* Tujuan: Tuliskan persis bagian dari bacaan tentang fermentasi koji dan moromi, mulai dari "Ciri-ciri koji yang" dan berakhir pada "flavor (Amalia, 2008).".

* Bacaan:
-------------------------

Ciri-ciri koji yang memiliki mutu yang baik adalah berwarna hijau gelap, beraroma khas, pertumbuhan kapang yang sangat tinggi, dan aktivitas proteolitik dan amilolitik yang tinggi. Fermentasi koji rawan sekali terkontaminasi oleh bakteri seperti Bacillus, hal ini harus dihindari karena bakteri tersebut dapat menghasilkan ammonia, asam iso valerat yang dapat terbawa hingga produk akhir dan menyebabkan off flavor (Amalia, 2008).

Setelah tahap koji dilakukan maka tahap awal moromi dilakukan dngan mengeringkan kedelai yang sudah berjamu didalam dehumidifier selama 2-4 jam. Tujuan dari proses pengeringan yaitu untuk menurunkan kadar air pada kedelai sehingga yang belum mati akan terhambat proses pertumbuhannya (Peppler & Perlman, 1979). Sedangkan menurut Tortora et al (1995) proses pengeringan mempunyai tujuan untuk memudahkan penghilangan kapang yang terdapat pada permukaan substrat karena kapang tersebut sudah tidak digunakan lagi pada tahapan selanjutnya. Rahayu (1985) menjelaskan bahwa mikroba yang mempunyai peran dalam fermentasi moromi yaitu mikroba tahan garam seperti Hansenula sp., Zygosaccharomyces sp., dan Lactobacillus sp. kedelai yang sudah kering, kemudian dimasukkan kedalam toples plastik dan direndam dalam larutan garam 20% selama 1 minggu dimana pda saat siang hari kedelai dijemur dibawah sinar matahari dan diaduk.

-------------------------

* Baris data:
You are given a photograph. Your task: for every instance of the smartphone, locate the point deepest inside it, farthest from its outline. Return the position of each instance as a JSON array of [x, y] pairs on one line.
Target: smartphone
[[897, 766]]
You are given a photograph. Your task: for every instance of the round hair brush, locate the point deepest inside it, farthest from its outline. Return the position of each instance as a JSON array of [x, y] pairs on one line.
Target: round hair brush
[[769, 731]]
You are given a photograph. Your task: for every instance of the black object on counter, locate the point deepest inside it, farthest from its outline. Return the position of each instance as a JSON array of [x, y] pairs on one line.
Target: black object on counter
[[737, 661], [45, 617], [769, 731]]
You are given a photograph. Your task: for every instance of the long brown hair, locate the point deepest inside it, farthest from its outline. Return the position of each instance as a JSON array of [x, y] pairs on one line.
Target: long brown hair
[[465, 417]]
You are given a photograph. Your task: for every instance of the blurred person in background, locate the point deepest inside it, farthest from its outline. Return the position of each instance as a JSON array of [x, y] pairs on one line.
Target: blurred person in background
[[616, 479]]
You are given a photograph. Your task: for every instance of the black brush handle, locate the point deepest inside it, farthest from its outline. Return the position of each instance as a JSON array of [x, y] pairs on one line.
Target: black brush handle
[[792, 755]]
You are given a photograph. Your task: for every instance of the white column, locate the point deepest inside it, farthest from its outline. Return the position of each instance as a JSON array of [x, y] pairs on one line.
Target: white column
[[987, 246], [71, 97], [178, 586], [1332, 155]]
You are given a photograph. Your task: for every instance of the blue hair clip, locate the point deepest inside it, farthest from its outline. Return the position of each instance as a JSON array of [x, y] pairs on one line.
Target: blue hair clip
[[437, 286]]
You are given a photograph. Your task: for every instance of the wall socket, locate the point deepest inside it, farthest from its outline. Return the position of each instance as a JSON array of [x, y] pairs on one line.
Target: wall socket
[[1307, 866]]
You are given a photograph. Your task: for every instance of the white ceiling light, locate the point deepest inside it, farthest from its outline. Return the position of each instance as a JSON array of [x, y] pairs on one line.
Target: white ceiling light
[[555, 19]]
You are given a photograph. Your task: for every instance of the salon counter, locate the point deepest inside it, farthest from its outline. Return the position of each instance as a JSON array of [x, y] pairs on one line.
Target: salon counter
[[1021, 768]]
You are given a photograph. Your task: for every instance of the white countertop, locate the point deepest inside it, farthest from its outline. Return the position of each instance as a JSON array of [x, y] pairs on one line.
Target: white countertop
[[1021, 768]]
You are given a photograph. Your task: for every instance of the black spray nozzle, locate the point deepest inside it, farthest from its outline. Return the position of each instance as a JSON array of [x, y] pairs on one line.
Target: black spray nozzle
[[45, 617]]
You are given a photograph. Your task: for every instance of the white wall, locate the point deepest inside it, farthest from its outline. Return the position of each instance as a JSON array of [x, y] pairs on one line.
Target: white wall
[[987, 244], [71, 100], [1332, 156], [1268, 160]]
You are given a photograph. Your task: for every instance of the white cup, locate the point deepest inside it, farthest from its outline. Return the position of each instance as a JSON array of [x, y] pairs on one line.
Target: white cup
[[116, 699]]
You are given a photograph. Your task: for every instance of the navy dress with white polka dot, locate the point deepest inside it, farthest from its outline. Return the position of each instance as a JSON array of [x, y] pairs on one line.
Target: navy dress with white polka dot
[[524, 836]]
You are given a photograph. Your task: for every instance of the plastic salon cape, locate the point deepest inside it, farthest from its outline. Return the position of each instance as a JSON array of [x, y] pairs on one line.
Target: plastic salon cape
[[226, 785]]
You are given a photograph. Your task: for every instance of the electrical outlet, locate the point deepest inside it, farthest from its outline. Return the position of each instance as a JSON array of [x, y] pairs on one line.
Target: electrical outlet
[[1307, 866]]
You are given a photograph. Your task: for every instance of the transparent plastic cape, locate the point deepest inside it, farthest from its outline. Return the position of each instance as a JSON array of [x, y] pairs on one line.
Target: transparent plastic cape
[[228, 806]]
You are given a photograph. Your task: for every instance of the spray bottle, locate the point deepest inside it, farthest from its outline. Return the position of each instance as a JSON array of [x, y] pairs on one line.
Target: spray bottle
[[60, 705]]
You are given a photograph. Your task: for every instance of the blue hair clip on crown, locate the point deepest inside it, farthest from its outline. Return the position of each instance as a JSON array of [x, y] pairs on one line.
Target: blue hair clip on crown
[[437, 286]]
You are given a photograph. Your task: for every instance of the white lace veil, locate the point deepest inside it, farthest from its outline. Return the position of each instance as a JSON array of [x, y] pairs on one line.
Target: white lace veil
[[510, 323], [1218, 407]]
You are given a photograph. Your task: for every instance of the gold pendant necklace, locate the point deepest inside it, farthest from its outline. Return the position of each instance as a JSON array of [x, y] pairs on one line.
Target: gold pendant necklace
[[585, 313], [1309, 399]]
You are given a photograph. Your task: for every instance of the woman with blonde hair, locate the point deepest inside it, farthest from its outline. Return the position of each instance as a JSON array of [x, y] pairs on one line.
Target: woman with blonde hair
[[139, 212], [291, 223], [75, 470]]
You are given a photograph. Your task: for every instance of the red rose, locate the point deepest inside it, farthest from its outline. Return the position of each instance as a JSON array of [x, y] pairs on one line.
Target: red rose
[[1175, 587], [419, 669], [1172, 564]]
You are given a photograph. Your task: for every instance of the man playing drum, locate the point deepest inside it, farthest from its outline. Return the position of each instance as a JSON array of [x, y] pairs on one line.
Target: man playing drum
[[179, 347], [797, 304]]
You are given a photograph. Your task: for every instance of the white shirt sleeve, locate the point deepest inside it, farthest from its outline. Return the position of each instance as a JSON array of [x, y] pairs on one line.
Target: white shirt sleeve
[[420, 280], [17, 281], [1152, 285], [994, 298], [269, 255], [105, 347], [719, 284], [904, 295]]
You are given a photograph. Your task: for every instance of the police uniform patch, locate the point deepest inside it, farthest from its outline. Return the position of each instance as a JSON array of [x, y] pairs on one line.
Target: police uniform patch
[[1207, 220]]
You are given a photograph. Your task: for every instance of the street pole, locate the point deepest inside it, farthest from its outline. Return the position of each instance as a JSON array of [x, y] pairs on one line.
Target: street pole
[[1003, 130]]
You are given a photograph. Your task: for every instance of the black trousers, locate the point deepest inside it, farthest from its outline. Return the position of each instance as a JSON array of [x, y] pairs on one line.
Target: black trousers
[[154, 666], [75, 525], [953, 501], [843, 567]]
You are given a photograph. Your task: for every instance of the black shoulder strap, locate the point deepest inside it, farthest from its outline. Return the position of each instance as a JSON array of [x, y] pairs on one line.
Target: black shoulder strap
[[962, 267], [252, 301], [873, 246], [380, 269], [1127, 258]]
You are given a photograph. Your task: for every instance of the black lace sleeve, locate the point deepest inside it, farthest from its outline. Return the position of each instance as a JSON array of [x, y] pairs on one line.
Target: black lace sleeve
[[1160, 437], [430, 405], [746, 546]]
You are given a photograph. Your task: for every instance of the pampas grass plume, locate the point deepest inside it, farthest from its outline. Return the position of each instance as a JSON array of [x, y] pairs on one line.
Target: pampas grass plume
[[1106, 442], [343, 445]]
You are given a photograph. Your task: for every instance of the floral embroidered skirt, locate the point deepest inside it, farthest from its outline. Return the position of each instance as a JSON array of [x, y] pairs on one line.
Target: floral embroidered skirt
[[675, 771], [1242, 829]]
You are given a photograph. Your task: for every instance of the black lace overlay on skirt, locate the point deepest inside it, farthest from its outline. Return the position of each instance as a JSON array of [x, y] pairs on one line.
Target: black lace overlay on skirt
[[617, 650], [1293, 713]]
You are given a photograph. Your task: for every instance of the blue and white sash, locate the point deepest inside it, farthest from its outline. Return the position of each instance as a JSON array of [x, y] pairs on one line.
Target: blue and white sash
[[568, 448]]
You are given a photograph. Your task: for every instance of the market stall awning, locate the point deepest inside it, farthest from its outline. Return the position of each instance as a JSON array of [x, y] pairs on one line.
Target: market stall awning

-------------------------

* Jawaban:
Ciri-ciri koji yang memiliki mutu yang baik adalah berwarna hijau gelap, beraroma khas, pertumbuhan kapang yang sangat tinggi, dan aktivitas proteolitik dan amilolitik yang tinggi. Fermentasi koji rawan sekali terkontaminasi oleh bakteri seperti Bacillus, hal ini harus dihindari karena bakteri tersebut dapat menghasilkan ammonia, asam iso valerat yang dapat terbawa hingga produk akhir dan menyebabkan off flavor (Amalia, 2008).